(シルバーバーチの霊訓第七巻・巻末付録・訳者近藤千雄解説)

 七章に出ている霊媒ヘレン・ダンカンの投獄事件は〝世紀の裁判〟として当時の新聞を賑わし、〝暗黒時代〟の再来かという不安をスピリチュアリストに抱かせたものである。シルバーバーチが〝あなた方は暗黒時代へ引き戻されたわけではありません〟と言い、〝私は少しも心配していません〟と述べているのはその為であるが、更に〝もっともっと不自由な思いをさせられる方が身の為です〟と言うに至ってはいかにもシルバーバーチらしくて、私は訳していて苦笑を禁じ得なかった。これ程の事件にそれなりの意味がないわけがなく、それが見えているからそういうセリフも出て来るのであろう。そして、確かにシルバーバーチの言う通り犠牲者らしい犠牲者はダンカン夫人一人だけで終わり(とばっちりを受けた者もいたことはいたが)大方の心配は杞憂に終わったのだった。

■ 出題内容 A
一覧の中で「of the blue」を含む行から一覧の最後の行までを、改変せずに書き写してください。
■ 出題内容 B
ヘレン・ダンカンの投獄事件を扱った解説文の続きを、最後の文の後から書き進めてください。
この後に続く一覧は、上記の解説文とは無関係です。

■ 課題用データ

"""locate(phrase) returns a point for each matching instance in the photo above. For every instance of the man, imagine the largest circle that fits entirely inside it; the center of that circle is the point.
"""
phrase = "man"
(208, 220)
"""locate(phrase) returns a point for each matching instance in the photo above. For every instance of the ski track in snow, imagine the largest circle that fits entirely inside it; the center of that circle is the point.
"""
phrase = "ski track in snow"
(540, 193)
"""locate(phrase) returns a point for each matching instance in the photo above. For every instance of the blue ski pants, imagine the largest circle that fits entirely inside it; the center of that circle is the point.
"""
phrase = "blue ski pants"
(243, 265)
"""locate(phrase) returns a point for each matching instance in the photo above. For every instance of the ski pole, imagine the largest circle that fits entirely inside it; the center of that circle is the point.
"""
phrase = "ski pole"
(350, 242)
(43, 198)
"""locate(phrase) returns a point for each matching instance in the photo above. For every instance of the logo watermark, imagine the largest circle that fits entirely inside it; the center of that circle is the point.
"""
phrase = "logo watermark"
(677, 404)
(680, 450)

■ 解答結果 A
"""locate(phrase) returns a point for each matching instance in the photo above. For every instance of the blue ski pants, imagine the largest circle that fits entirely inside it; the center of that circle is the point.
"""
phrase = "blue ski pants"
(243, 265)
"""locate(phrase) returns a point for each matching instance in the photo above. For every instance of the ski pole, imagine the largest circle that fits entirely inside it; the center of that circle is the point.
"""
phrase = "ski pole"
(350, 242)
(43, 198)
"""locate(phrase) returns a point for each matching instance in the photo above. For every instance of the logo watermark, imagine the largest circle that fits entirely inside it; the center of that circle is the point.
"""
phrase = "logo watermark"
(677, 404)
(680, 450)

■ 解答結果 B
 ではその〝世紀の裁判〟とはいかなるものだったのか。これまで断片的な資料は入手していたが、この度折よく、ブリーリー女史の『ヘレン・ダンカンの二つの世界』 The Two Worlds of Helen Duncan by Gena Brealey というのが出版され、その中に裁判に関する詳細な記録が紹介されている。これからそれを必要な限り紹介しようと思うが、その前にヘレン・ダンカンという霊媒の霊媒能力について述べておきたい。
 ダンカン女史の得意とするところは物質化現象で、その印象があまりに強い為に他の能力の影が薄く感じられるが、実際は霊視、霊聴を始めとしてオールラウンドな霊能を具えていた。しかしやはりヘレン・ダンカンといえば物質化現象専門の霊媒と言ってよく、それが又女史をスピリチュアリズム史上最初で最後の『殉死者』にしてしまったのだった。バーバネルはダンカン女史によるある日の交霊会の様子を次のように綴っている。

 「ヘレン・ダンカン女史の交霊会で私は、キャビネットの中で物質化像が出来上がるところを特別に見せて頂いたことがある。かつてキャビネットの外で、エクトプラズムの像が次第に縮んで行って、しまいには小さな光の球のようになり、最後は床を突き抜けて沈むように消えて無くなるところを見たことがある。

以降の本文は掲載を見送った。